--- Start of Input for this task ---
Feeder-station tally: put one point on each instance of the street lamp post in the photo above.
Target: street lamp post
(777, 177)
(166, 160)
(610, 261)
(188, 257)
--- End of Input for this task ---
--- Start of Input for this task ---
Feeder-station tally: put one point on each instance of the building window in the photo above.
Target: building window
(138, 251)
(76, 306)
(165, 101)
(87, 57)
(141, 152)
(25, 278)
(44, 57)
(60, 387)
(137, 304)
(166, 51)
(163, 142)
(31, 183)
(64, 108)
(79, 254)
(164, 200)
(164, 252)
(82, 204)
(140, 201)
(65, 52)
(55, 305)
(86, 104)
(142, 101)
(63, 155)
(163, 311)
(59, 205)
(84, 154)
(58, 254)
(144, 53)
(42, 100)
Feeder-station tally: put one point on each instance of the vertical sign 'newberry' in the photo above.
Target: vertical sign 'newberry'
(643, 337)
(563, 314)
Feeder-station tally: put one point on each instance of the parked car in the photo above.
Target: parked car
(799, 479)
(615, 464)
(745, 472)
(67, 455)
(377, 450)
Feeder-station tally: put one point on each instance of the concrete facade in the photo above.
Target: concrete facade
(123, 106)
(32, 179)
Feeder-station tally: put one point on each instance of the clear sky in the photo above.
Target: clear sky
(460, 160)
--- End of Input for this task ---
What needs to be done: State only how many lines in the collected data contain the word "lamp".

Task answer: 2